◆ AIM ◆
Output only the lines that run from the line holding "-- sample [480,345]." to the end of the entries, both ends included, and skip the pictures.

◆ SUPPLIED RECORDS ◆
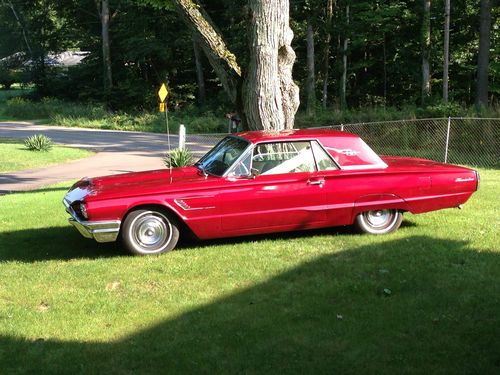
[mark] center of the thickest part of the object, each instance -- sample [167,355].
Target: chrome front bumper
[101,231]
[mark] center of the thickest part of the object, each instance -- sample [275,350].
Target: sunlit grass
[14,156]
[422,300]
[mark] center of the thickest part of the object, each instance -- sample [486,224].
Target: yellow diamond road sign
[163,92]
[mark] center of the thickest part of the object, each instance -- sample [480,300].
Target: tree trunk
[270,97]
[22,25]
[311,79]
[220,57]
[484,54]
[200,79]
[385,69]
[446,49]
[326,52]
[343,80]
[426,51]
[106,55]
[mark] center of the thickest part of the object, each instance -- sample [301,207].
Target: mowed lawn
[424,300]
[14,156]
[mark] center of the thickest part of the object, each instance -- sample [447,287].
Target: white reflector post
[182,137]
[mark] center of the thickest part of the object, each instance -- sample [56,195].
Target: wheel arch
[382,201]
[185,230]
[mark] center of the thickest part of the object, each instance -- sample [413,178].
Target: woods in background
[350,54]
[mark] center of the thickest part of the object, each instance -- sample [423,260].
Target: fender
[378,202]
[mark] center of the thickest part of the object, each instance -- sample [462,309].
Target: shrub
[38,142]
[178,158]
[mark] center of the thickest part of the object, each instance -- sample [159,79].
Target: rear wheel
[379,221]
[148,232]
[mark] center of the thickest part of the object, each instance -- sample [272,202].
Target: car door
[286,192]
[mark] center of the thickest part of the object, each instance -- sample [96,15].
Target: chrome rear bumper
[101,231]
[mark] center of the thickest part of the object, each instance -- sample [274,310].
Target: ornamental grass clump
[178,158]
[38,142]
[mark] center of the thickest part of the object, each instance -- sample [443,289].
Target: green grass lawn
[425,299]
[14,156]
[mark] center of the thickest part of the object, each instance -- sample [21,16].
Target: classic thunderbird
[262,182]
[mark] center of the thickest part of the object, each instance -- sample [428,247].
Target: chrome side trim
[186,207]
[101,231]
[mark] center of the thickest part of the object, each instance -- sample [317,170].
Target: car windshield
[219,159]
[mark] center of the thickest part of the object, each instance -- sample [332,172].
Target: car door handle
[316,182]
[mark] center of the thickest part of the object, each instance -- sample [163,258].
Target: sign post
[162,94]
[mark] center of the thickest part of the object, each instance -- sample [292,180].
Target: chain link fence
[467,141]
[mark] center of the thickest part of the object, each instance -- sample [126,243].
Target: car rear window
[354,153]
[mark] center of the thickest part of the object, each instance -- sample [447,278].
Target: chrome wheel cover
[379,219]
[151,232]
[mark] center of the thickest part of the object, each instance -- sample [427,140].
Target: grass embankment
[201,119]
[422,300]
[14,156]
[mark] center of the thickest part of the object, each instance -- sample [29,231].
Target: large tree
[426,51]
[484,53]
[265,95]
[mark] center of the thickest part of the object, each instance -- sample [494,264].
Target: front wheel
[379,221]
[148,232]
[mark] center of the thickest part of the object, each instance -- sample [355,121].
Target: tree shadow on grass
[41,244]
[372,309]
[65,243]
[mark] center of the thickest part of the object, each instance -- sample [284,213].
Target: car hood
[139,183]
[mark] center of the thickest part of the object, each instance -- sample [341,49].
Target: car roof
[265,136]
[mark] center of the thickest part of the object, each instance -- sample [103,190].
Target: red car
[262,182]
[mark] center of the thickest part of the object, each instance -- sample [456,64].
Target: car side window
[283,157]
[323,160]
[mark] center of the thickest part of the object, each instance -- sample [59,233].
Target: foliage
[15,157]
[74,114]
[38,142]
[178,158]
[252,304]
[150,44]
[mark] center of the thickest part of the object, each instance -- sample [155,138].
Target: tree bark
[200,79]
[484,54]
[385,69]
[426,51]
[270,97]
[343,80]
[446,49]
[106,53]
[311,79]
[326,52]
[220,57]
[21,24]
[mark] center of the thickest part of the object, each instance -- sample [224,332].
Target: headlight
[83,210]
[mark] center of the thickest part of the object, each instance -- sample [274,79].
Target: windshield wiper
[201,168]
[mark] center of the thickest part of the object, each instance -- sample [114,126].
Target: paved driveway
[117,152]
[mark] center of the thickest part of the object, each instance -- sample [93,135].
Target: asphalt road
[117,152]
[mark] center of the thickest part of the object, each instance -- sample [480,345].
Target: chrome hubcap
[152,231]
[379,218]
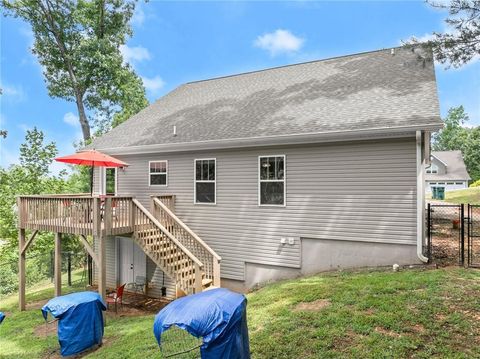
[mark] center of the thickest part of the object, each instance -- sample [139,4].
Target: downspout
[420,197]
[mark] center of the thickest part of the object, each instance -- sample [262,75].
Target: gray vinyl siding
[155,278]
[111,261]
[356,191]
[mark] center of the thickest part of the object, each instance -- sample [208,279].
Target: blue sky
[176,42]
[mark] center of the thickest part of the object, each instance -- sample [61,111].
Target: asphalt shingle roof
[358,92]
[456,169]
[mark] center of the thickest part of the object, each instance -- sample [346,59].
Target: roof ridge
[295,64]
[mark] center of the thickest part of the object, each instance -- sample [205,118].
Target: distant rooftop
[384,89]
[456,169]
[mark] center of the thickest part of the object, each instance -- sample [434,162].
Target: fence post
[69,268]
[462,234]
[51,266]
[429,232]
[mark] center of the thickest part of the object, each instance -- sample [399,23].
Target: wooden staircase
[174,248]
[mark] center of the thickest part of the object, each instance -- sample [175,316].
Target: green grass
[470,195]
[375,314]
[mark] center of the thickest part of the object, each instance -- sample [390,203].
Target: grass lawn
[469,195]
[412,313]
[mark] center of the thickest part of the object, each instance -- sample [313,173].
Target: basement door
[132,261]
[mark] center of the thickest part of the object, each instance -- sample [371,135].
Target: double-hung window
[271,176]
[205,177]
[158,171]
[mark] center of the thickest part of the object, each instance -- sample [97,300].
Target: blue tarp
[219,316]
[80,323]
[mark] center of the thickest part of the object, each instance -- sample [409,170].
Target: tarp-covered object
[80,323]
[219,316]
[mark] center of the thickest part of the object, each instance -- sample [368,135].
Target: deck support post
[216,273]
[58,265]
[102,268]
[198,279]
[21,269]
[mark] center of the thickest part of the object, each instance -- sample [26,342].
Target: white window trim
[103,180]
[166,174]
[284,182]
[203,181]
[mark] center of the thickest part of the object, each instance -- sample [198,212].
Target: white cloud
[71,119]
[138,17]
[24,127]
[153,84]
[279,41]
[424,38]
[13,93]
[134,54]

◆ REPLY TO THE EXERCISE ◆
[mark] center of the thickest part of the object, each instance -- sample [480,345].
Target: chrome hubcap
[152,231]
[379,218]
[mark] center of the thickest part of the object, each instance -- sample [139,4].
Target: downspout
[420,197]
[mark] center of the thickest part of the object, each instance -- sample [262,75].
Target: gray vinyl siding
[155,278]
[111,261]
[356,191]
[mark] center of the thickest part of the object, each instance -- sample [208,279].
Target: blue sky
[176,42]
[mark] center of the thickest part of the object, each instance -- sample [61,111].
Target: asphalt shingle roof
[358,92]
[456,169]
[mark] center of the thickest part of the object, each instance -- sample [346,59].
Target: roof ridge
[295,64]
[mark] center of the thickest part of the object, each instance -- sample [205,118].
Target: distant rooftop
[384,89]
[456,169]
[mark] center of the thickest part of the object, each instance -- sample [434,162].
Target: fence post
[69,268]
[462,234]
[51,266]
[429,232]
[mark] center of the thickest part of the object, each instance -- sample [399,23].
Target: wooden staircase
[174,248]
[mark] center of the thickest part of the object, each instance -- sample [175,316].
Target: green grass
[470,195]
[375,314]
[mark] center of the thickest part of the object, each instance -- sample [390,203].
Target: grass lawn
[469,195]
[412,313]
[mark] center of the thickest part of the object, each instance -- sample [313,173].
Target: basement door
[132,261]
[mark] center of the thickest part of the object, each instance -- sample [371,135].
Target: double-hung window
[271,176]
[205,177]
[158,171]
[mark] center of the thickest part of the object, each instance -- sample [97,300].
Target: blue tarp
[219,316]
[80,323]
[mark] center of the thickest part of the object, each instance -- sample [409,170].
Target: tarp-covered object
[80,323]
[219,316]
[mark] center of the thickest part of the object, each instance -- sample [368,135].
Target: deck support post
[216,273]
[58,265]
[102,268]
[198,279]
[21,269]
[mark] center of the thickest part of the object, each instance -- sample [26,342].
Target: white window trim
[103,180]
[166,174]
[284,182]
[203,181]
[mark] center of the thickest part of the object, each instance -- sample [198,212].
Target: white cloud
[71,119]
[138,17]
[24,127]
[153,84]
[279,41]
[424,38]
[13,93]
[134,54]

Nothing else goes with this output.